There aren't really even any higher refresh rate 3840x2160 monitors yet!
We might get few more decent ones released during the winter, but who knows if availability goes really toward the spring/summer.
Getting advertised years ago newer panels into actual production has been slipping forward badly.
Heck, we don't even have 32" 2560x1440 144Hz IPSes, despite of LG originally having advertised one going into production year ago.
27" variant in LG 27GL850 actually has very good response times for IPS...
(but that would be no update from 6 year old 30" 2560x1600 I'm currently watching)


And certainly it will be some years before graphics cards can push that resolution at high refresh rates in heavier games.
For its ridiculous price 2080 Ti can hope to achieve just 60 fps level with full graphics settings.
And to tell something about how synced to butt pricing is, 3/4ths of the performance can be gotten for sub 40% of the price.
Neither you can give future proofness value for raytracing:
Depending on settings RTX cards lose 30-50% of performance from enabling it.

__Provided records__
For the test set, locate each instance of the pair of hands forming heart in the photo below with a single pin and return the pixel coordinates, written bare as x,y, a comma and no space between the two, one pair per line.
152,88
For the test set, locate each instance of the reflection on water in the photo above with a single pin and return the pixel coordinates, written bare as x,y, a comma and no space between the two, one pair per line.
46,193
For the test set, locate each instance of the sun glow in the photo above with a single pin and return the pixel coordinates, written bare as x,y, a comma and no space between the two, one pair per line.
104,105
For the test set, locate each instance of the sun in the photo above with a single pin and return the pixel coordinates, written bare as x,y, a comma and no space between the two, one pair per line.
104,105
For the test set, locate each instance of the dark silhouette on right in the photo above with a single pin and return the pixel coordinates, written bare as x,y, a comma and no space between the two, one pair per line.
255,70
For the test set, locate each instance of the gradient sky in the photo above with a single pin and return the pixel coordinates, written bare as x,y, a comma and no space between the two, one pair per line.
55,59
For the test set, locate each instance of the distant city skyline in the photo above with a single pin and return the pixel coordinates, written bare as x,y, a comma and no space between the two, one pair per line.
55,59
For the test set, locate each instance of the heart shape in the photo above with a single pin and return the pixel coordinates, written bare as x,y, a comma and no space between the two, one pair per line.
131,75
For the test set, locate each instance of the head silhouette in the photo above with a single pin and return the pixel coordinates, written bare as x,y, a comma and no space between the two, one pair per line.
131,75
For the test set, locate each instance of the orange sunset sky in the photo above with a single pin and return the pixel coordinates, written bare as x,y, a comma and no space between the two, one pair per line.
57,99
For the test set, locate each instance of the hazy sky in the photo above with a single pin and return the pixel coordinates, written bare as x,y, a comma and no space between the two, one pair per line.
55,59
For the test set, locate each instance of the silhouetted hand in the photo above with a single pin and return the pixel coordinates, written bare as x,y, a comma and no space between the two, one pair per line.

__To do__
(a) Extract the part of the post about monitors and graphics cards from "For its ridiculous" up to and including "from enabling it.", copying it word for word.
(b) Continue the post about monitors and graphics cards, picking up after its last sentence.

__The results__
(a)
For its ridiculous price 2080 Ti can hope to achieve just 60 fps level with full graphics settings.
And to tell something about how synced to butt pricing is, 3/4ths of the performance can be gotten for sub 40% of the price.
Neither you can give future proofness value for raytracing:
Depending on settings RTX cards lose 30-50% of performance from enabling it.

(b)
So next gen GPUs are very likely going to make them look bad in raytracing.

It's simply way best to buy now good performance per buck GPU (or keep one if having decent currently) and then buy higher end card for raytracing in year from now...
When we have GPUs which should be properly raytracing capable and likely also have lot better competition.

Again Crossfire/SLI have been completely dead in the water for years, so don't bother with them.
They always required GPU maker to do game specific tweaks into drivers to give any proper performance extra/avoid negative performance.
Something GPU makers haven't really bothered with in years.
Also DirectX12 made it responsibility of game developers to utilize multiple GPUs.
So you can guess how much they're going to spend time onto that.


As for "base platform" for such usage time PC AM4 is only any sense making.
Next year's Zen3 doesn't need to improve much to take single core performance crown from Intel in anything but the most pro-Intel code.
While Intel makes you pay luxury prices from yesteryear's hardware on dead end upgradability platform stuck to 8 core, which will be mainstream level when next-gen consoles come in year.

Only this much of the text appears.